Glenn Johnson, the design director at B/E Aerospace, which makes seats for Southwest Airlines, Continental Airlines and British Airways, among others, argues that his company’s chairs are comfortable. Lift the cushion on a B/E seat and you see a stretched fabric diaphragm, not unlike an Aeron chair, a comfort feature B/E patented a decade ago. It has also patented armrests with a forward hinge point, creating knee room for the passenger behind. “If you put an economy-class seat in a nice place and compared it to an Aeron chair, I would argue that the Aeron chair is no more comfortable,” Johnson says. The issue, he contends, is one of environment, thus the reason why we don’t mind sitting on hard wooden stools in a bar. Like Brauer, Johnson insists that it’s not the seats; it’s how the airlines pack them in.

The calculus of comfort is straightforward: Measure from one mounting bolt to the same point at the row behind — a distance known as seat pitch — and subtract the thickness of the back cushion to determine leg room. Most carriers fix their seats somewhere between a 31- and 34-inch pitch. Assuming a seat thickness of two inches, even the tightest spacing actually allows for 99th-percentile males to squeeze in. But once they’re in there, they can’t move. “Wiggle room,” Brauer says, “contributes to comfort in a very real way, but not in a way that is easily quantified.” For me to be able to cross my legs, I’d need 26.25 inches for my femurs, about five inches for my calves, plus two inches for the seat: a 33.25-inch pitch. That rarely happens.

JetBlue is one of the few carriers that builds in wiggle room. Its three-by-three Airbus A320s have a standard 34-inch pitch, and six rows with a 38-inch pitch for a fee ($10 to $30, depending on flight length). It’s not that the bigger, multi-class airlines haven’t tried. In 2000, American Airlines yanked at least one row out of its 700 aircraft and advertised “More room throughout coach,” hoping to fill up its planes. The $70-million reconfiguration added three inches of legroom. “It was a grand experiment, but it didn’t really work,” admits company spokesman Tim Smith. “If you do a survey, people will say one thing — ‘Oh yeah, I’d pay $10 more for more legroom’ — but when it comes time to vote with their wallet, they’ll go across the street.” In 2003, American reversed course, reducing fares and legroom.

Perhaps it’s the marketplace that’s flawed. Everyone who flies steerage pays for the same amount of personal space, regardless of size, and given the ease of comparison shopping, the lowball offer always wins. But if the airlines are so pressed for profits, I’ve got a better idea. Charge for weight instead, since that’s really what burns fuel. Pull a row, add room to shift around, and then fix a total weight limit for each economy ticket — let’s say 225 pounds for you and all your gear. You go over that, you pay more, just like with luggage. This should more than make up for revenue lost to that missing row.

What? It would be embarrassing to hop on a scale at check-in? Any more so than I find taking off my shoes and belt and trying to keep the line from seeing my spandex underwear while some guy wands me? It seems to me that the fairest option is paying for your own freight.

How else to solve my dilemma? It’s no surprise that 99 percent of the population isn’t willing to pay extra for my comfort, because they don’t need the extra legroom. So, going by the numbers, it turns out the person I have to blame for my battered knees is you, shorty.

◆ Written problem 1:
Decide whether each statement below agrees with the article on airline seating. For each, answer yes or no and quote the deciding words from the article.
(a) JetBlue charges a fee for its rows with a 38-inch pitch.
(b) American Airlines' 2000 reconfiguration took away three inches of legroom.
(c) Most carriers fix their seats between a 28- and 31-inch pitch.

◆ Listed entries:
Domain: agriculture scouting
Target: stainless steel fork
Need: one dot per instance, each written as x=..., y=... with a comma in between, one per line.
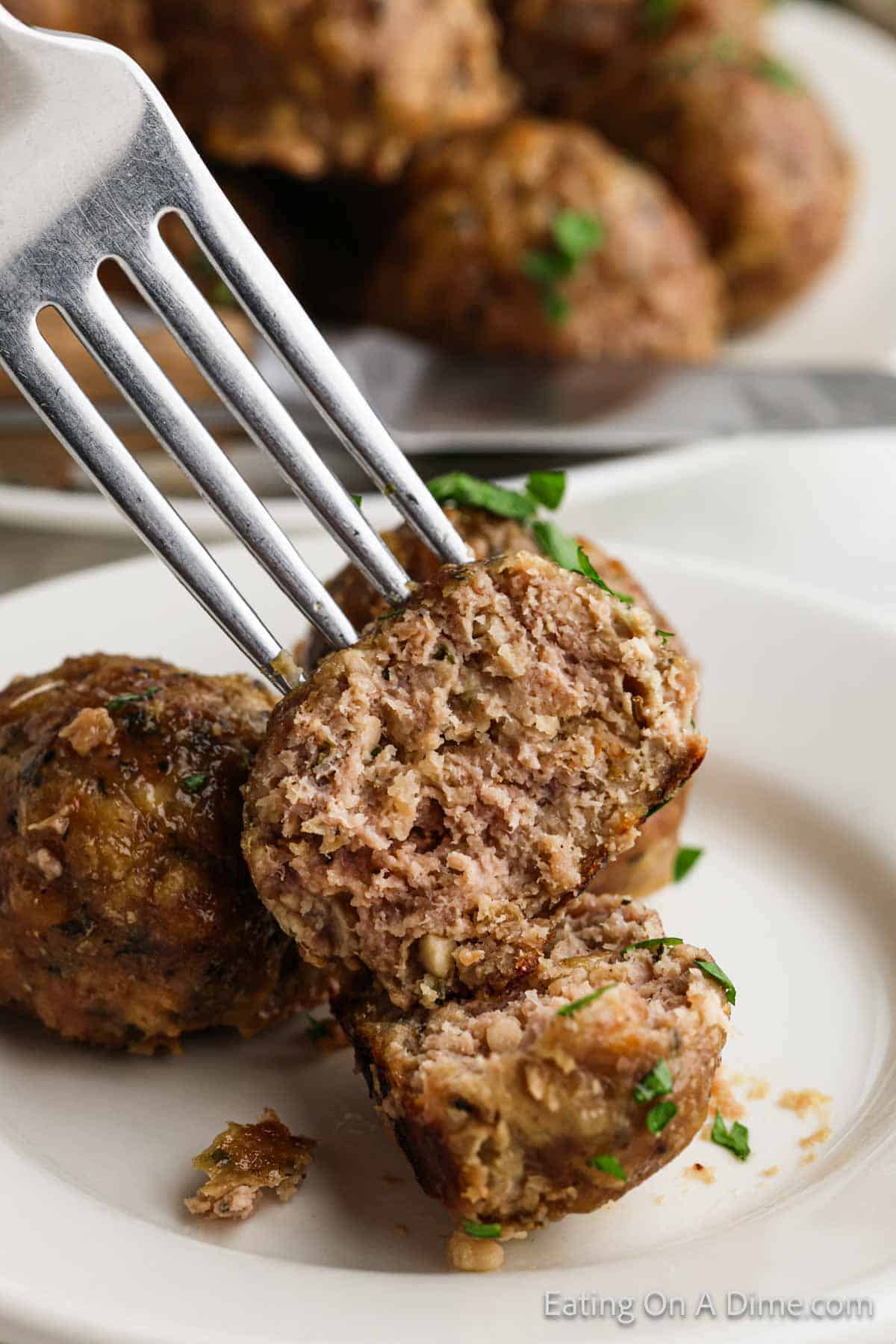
x=92, y=161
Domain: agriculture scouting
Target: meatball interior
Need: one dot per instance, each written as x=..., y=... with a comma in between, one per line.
x=649, y=865
x=127, y=913
x=428, y=801
x=500, y=1102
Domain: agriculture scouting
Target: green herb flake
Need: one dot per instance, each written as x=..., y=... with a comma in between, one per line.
x=656, y=1083
x=547, y=488
x=558, y=544
x=588, y=999
x=131, y=697
x=685, y=860
x=610, y=1166
x=774, y=72
x=482, y=1231
x=653, y=942
x=590, y=573
x=659, y=1117
x=735, y=1139
x=460, y=488
x=715, y=972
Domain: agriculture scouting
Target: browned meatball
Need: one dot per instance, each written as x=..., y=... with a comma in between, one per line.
x=743, y=144
x=314, y=85
x=539, y=240
x=649, y=865
x=124, y=23
x=435, y=794
x=503, y=1102
x=127, y=914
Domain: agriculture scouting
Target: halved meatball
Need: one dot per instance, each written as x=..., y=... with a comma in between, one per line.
x=503, y=1102
x=649, y=865
x=127, y=913
x=539, y=240
x=747, y=148
x=314, y=85
x=430, y=799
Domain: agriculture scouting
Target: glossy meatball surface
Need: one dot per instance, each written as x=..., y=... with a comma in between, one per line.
x=127, y=913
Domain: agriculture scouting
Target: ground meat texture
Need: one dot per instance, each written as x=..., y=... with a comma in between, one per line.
x=243, y=1162
x=124, y=23
x=648, y=866
x=746, y=147
x=127, y=913
x=457, y=268
x=430, y=799
x=500, y=1101
x=317, y=85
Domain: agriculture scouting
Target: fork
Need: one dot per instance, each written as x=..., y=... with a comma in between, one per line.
x=93, y=161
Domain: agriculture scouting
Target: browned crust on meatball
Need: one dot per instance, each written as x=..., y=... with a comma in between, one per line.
x=124, y=23
x=500, y=1101
x=430, y=799
x=454, y=270
x=127, y=913
x=649, y=865
x=332, y=84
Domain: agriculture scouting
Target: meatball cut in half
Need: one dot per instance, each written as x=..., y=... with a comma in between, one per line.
x=747, y=148
x=319, y=85
x=430, y=799
x=539, y=240
x=127, y=913
x=561, y=1093
x=649, y=863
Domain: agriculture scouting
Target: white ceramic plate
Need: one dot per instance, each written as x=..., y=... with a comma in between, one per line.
x=795, y=900
x=848, y=317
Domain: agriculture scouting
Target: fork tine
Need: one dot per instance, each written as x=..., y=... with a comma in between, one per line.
x=65, y=409
x=240, y=386
x=107, y=334
x=300, y=346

◆ Written problem 2: Rewrite the records from their start up to and including the line with "x=127, y=914", replacing "agriculture scouting" with "food photography" and leaving everything else unchanged. Leave out the pictures.

◆ Correct result 1:
(a) Yes: "six rows with a 38-inch pitch for a fee ($10 to $30, depending on flight length)"
(b) No: "The $70-million reconfiguration added three inches of legroom."
(c) No: "Most carriers fix their seats somewhere between a 31- and 34-inch pitch."

◆ Correct result 2:
Domain: food photography
Target: stainless steel fork
Need: one dot per instance, each written as x=..., y=... with a comma in between, one per line.
x=92, y=161
Domain: food photography
Target: meatball interior
Need: one dot per instance, each written as x=..., y=... with a comma in between, one per line.
x=649, y=865
x=127, y=913
x=428, y=801
x=500, y=1102
Domain: food photography
Target: green herb flake
Need: one dot per instance, each written as x=..., y=... with a comma in between, one per line.
x=656, y=1083
x=547, y=488
x=558, y=544
x=588, y=999
x=131, y=697
x=685, y=860
x=610, y=1166
x=774, y=72
x=482, y=1231
x=653, y=942
x=590, y=573
x=659, y=1117
x=735, y=1139
x=460, y=488
x=715, y=972
Domain: food photography
Target: browned meatball
Need: one dot per instance, each written as x=..., y=... with a comma in between, one per line.
x=743, y=144
x=314, y=85
x=539, y=240
x=649, y=865
x=124, y=23
x=435, y=794
x=503, y=1102
x=127, y=914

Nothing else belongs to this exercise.